TEXT SEGMENT:

Archive for December 2023
Up leads to down
Friday

– photo by Mitch Waxman
As mentioned in prior posts, due to the challenging nature of the terrain here in Pittsburgh it’s best to have a well thought out route in mind if you’re planning on taking a long walk. The hills and valleys often create cul-de-sac areas that you’ve got to be mindful of lest you find yourself having to double back over a steep hill.
This particular walk began at a ‘T Streetcar’ station called ‘Steel Plaza’ in Pittsburgh’s Downtown business district, then led through and into a neighborhood called Uptown, with the ultimate goal of walking over the Birmingham Bridge spanning the Monongahela River governing the route guiding my steps. Said bridge is pictured above, in the left hand section of the shot.
The area pictured above squats upon a considerable prominence which offers a substantial and sheer drop off to a flatter patch of land far below, found along the river. That’s also where speedy and voluminously populated highway roads are found, as well as the waterfront Eliza Furnace Trail – which I’ve mentioned in the past.

– photo by Mitch Waxman
Incidentally, I had finished listening to the ‘1984’ radio drama that was playing through my headphones at the start of the walk, and had switched over to enjoying some music instead. This time, it was Husker Du’s 1980’s perfect album ‘Zen Arcade.’ I like light hearted and cheery fare, music wise.
This spot seemed to be fairly industrial in character, but there’s a lot of construction work going on nearby so maybe that’s a temporary thing. Remember that bridge which collapsed about a year ago in Pittsburgh, when the President was in town? That was quite nearby.

STORED RECORDS:
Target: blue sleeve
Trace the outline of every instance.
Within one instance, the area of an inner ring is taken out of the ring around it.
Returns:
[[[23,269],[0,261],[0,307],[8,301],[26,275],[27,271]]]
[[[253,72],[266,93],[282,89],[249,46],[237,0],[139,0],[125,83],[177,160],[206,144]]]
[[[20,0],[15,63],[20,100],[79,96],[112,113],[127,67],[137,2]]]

---

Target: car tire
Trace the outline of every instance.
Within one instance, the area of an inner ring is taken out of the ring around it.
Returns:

SHORT PROBLEM A: In the Pittsburgh walk post, at which streetcar station did the walk begin?
SHORT PROBLEM B: Write the next part of the Pittsburgh walk post, continuing after its final sentence.

EXERCISE ANSWER A: The walk began at the 'Steel Plaza' T Streetcar station in Pittsburgh's Downtown business district.

EXERCISE ANSWER B:
The collapse set off a mad dash of engineering inspections city wide, scrutiny of an overpass bridge in this area revealed it was dangerously close to collapse, due to a lack of maintenance and heavy usage. They’ve (as in the local and state Govt.’s) been rebuilding the thing ever since. That’s why you’re starting to see all this construction ‘stuff’ popping up, as I got closer and closer to the Birmingham, which the circumspect overpass bridge overflies a part of. Big project underway, right here.
One wandered down the hill a bit, to get a better look at the bridge project, and see what might be lurking about, on my way to the Birmingham Bridge’s pathway.

– photo by Mitch Waxman
Photo Tip: Something I’ve learned over the years – through long trial and years of error – is that you want to place your camera’s focusing point on the post between the windshield and driver’s side window when photographing vehicles, especially when they’re large ones like the truck above. This sort of knowledge really matters when shooting in low light and wide aperture, I’d offer.
The truck was rigged up with – what looked like to me – one of those giant suction pump and pressure cylinder frammistats you’d use to slurp water out of manholes and underground pipery.
A humble narrator always has to repeat a corny joke when witnessing one of these setups – Hey, ya see’s dat truck over dere? yeah? Aww, that truck, it just ‘effin sucks.
I’m here all week, two shows on Saturday…

– photo by Mitch Waxman
Believe it or not, I wasn’t the only pedestrian. Saying that, it wasn’t exactly a well populated path that I was scuttling along. Except for cars, trucks, that sort of thing. I saw zero bicycle enthusiasts.
My plan for the second half of this longish walk would involve crossing the Monongahela River, on the Birmingham Bridge’s pedestrian and bike path. I hadn’t walked that one yet, although one has quite enjoyed several automotive drives across the span, while motoring upon the thing. Sick views, yo.

– photo by Mitch Waxman
It always strikes me, how visually distinct Pittsburgh’s various sections are from each other. There aren’t ‘gradient areas’ between them, due to the geology of the place, I’d reckon. You cross a street with skyscrapers behind you and on the next corner there’s an abandoned Second Empire rooming house or a boarded up terracotta mansion. Off in the distance you see train tracks and highways, and then there’s a band of one family homes set into deep valleys or atop steep ridges. Just beyond that… and then… and then… Pittsburgh is just… fascinating.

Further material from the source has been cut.